- **Extrait**:
▬▬▬
La société d’État responsable du projet estime que 72 trains de voyageurs par jour pourraient traverser la région la plus densément peuplée du Canada si le réseau de 1000 kilomètres proposé est construit. Ce projet de train à grande vitesse réduirait considérablement les temps de trajet actuels et permettrait aux passagers de relier Montréal à Toronto en seulement trois heures.
Des versions préliminaires d’une note technique de 2023, obtenues par La Presse Canadienne grâce à une demande d’accès à l’information, montrent comment la société d’État, maintenant appelée Alto, étudiait les avantages du train à grande vitesse plus d’un an avant l’annonce du projet par le gouvernement.
Un porte-parole d’Alto a confirmé que la société considère toujours que 72 trains par jour constituent une «estimation raisonnable». Benoît Bourdeau a déclaré qu'Alto vise à offrir de 20 à 30 trains par jour dans chaque direction entre Toronto et Montréal, comparativement à environ huit trains par direction actuellement offerts par VIA Rail. Il a précisé que certains de ces trains seront des trains express qui ne desserviront pas toutes les gares.
▬▬▬
- **Données fournies**:
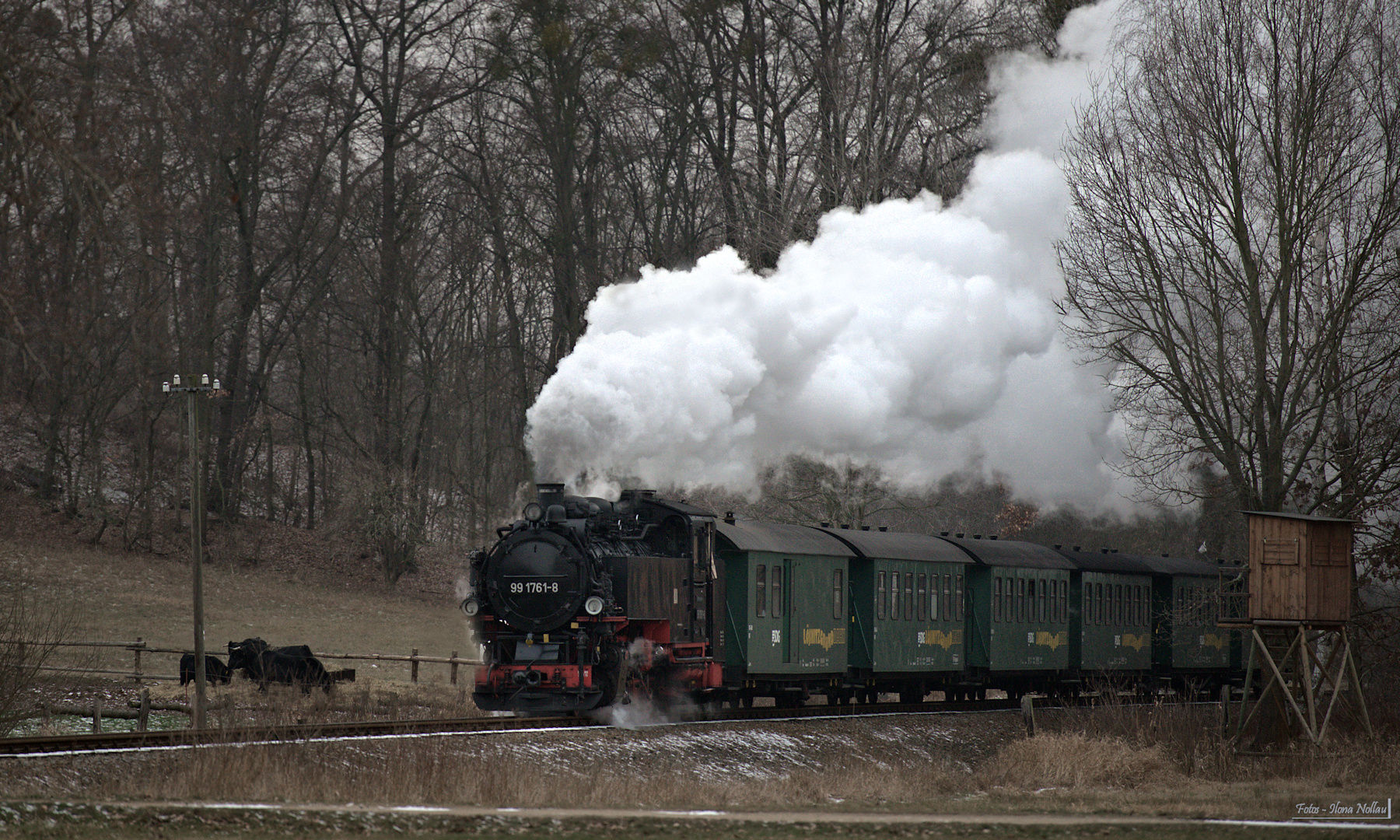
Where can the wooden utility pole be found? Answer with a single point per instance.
▬▬▬
- **Consignes**:
1. D'après l'extrait, combien de trains par direction VIA Rail offre-t-il actuellement entre Toronto et Montréal ?
2. Reprenez le passage de l'extrait qui va de « Des versions préliminaires » jusqu'à « toutes les gares. » en substituant « Altus » à « Alto ».
3. Poursuivez l'extrait sur le projet de train à grande vitesse entre Toronto et Montréal à partir de l'endroit où il s'arrête.

- **Réponses**:
1. Environ huit trains par direction.

2.
Des versions préliminaires d’une note technique de 2023, obtenues par La Presse Canadienne grâce à une demande d’accès à l’information, montrent comment la société d’État, maintenant appelée Altus, étudiait les avantages du train à grande vitesse plus d’un an avant l’annonce du projet par le gouvernement.
Un porte-parole d’Altus a confirmé que la société considère toujours que 72 trains par jour constituent une «estimation raisonnable». Benoît Bourdeau a déclaré qu'Altus vise à offrir de 20 à 30 trains par jour dans chaque direction entre Toronto et Montréal, comparativement à environ huit trains par direction actuellement offerts par VIA Rail. Il a précisé que certains de ces trains seront des trains express qui ne desserviront pas toutes les gares.

3.
«La planification actuelle prévoit des départs fréquents, généralement toutes les heures, avec la possibilité d'un départ toutes les 30 minutes aux heures de pointe, selon les itinéraires», a énoncé M. Bourdeau.
Il a toutefois souligné que les chiffres de 2023 sont des hypothèses de travail et non des décisions de service définitives.
VIA Rail indique qu'en moyenne, 39 trains transportent quotidiennement des passagers sur les différents tronçons du corridor Québec-Toronto.
En février, le premier ministre de l'époque, Justin Trudeau, a officiellement dévoilé les plans du réseau ferroviaire à grande vitesse, qu'il a qualifié de plus grand projet d'infrastructure de l'histoire du Canada». Les trains circuleraient à des vitesses allant jusqu'à 300 kilomètres à l'heure sur des voies dédiées, alimentés à l'électricité. Cette annonce marque un tournant par rapport au projet ferroviaire plus modeste que le gouvernement promettait depuis plusieurs années: un réseau à haute fréquence, moins coûteux et à vitesse réduite.
En septembre, le premier ministre Mark Carney a annoncé que le nouveau bureau des grands projets du gouvernement accélérerait les travaux d’ingénierie et de réglementation relatifs à la ligne ferroviaire. Le ministre des Transports, Steven MacKinnon, a annoncé la semaine dernière que le premier tronçon du réseau à grande vitesse reliera Montréal et Ottawa, et que les travaux devraient débuter en 2029.
Alto évalue le coût total du projet entre 60 et 90 milliards de dollars. Le gouvernement n’a pas encore pris de décision définitive concernant le financement de l’ensemble de la ligne.
Dès 2023, la société d’État responsable du projet envisageait déjà de passer d’un réseau à haute fréquence à un réseau à grande vitesse. À l’époque, des inquiétudes commençaient à émerger quant à l’adhésion du public à un système à haute fréquence.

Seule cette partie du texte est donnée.